B. the cups tend to bind and If the same degree of rotation is not uniformly applied, the saddle rails end up on different horizontal planes causing saddle creaking. Overgreasing the cups is not the answer either as you do not want them to turn too easy
C. It can not reliably accommodate saddle positioning maxed out in any direction as tilt is affected in due time.
D. It can not accommodate carbon rails.

I have about 2000 miles and one year's worth of use on this particular bike, when the time comes I will replace the seat post with a 2-bolt type. Interestingly enough, my 2009 Roubaix Elite was offered in 2009 with a better 2-bolt post clamp than the 1-bolt clamp offered now or offered for my 2011 Pro. I think this appears to be Specialized's approach to maintain a price point as is evident from the deterioration of grouping component choices from what was offered a few years ago to what is offered now for the same model. Not flaming Specialized, I currently own 2 Roubaix and a Rockhopper, and I consider myself to be a fan.

■ SHORT PROBLEM 1
Reproduce the rows without any changes, starting with the first row and ending with the line that contains "[[56,109],[11,168],[36,192],[79,177],[85,120]]".

Rows from a dataset
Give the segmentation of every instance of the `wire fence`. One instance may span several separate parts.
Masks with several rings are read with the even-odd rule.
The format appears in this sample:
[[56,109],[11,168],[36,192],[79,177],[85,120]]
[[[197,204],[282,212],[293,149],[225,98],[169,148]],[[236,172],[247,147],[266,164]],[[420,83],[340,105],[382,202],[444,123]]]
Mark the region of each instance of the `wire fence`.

■ SHORT PROBLEM 2
Write the next part of the forum post about the single-bolt seat post clamp, picking up where it stops.

■ ANSWER 1
Give the segmentation of every instance of the `wire fence`. One instance may span several separate parts.
Masks with several rings are read with the even-odd rule.
The format appears in this sample:
[[56,109],[11,168],[36,192],[79,177],[85,120]]

■ ANSWER 2
Regarding the comments about wrenching by feel etc. Having worked on engines recreationally all my life and having stripped and sheared more than my fair share of bolts, I do not go near my carbon bike without my trusted torque wrench.

Furthermore, I have found the use of carbon paste desirable to assure that the seat post stays in place over time without exceeding the torque limit.

Unlike some posters, I do find the use of the torque wrench and carbon paste to be beneficial.


----------



## Stumpy2011 (Aug 1, 2011)

Hi DCGriz.

I have the 2012 Roubaix Expert which comes with the 2 bolts seatpost. 
I also though it was a downgrade compares to previous year model, and even looked into getting the single bolt seatpost but reading your post and others, I guess I'll stay with the current one...
It's simply works - no creaking, no slipping, no carbon paste.
It's a "set it once and forget about it" deal.


----------



## dcgriz (Feb 13, 2011)

Your Expert appears to have the same post clamp as my 2009 Elite. It's a very basic, minimal setback, post. The clamp is not the best for carbon rails but, on the bright side, is set it and forget it.


----------



## w-g (Mar 9, 2006)

Late to reply here but I've had no issues with my post. Got the bike in April, riding pretty much every weekend. Set and forget covers it. I've swapped saddles (on my 3rd now) for fit purposes and had no problems tightening the saddle clamp. Or w/ slippage. For reference, this is my first single bolt post, all other bikes are MTBs w. Thomson posts.


----------



## claywalk (May 7, 2011)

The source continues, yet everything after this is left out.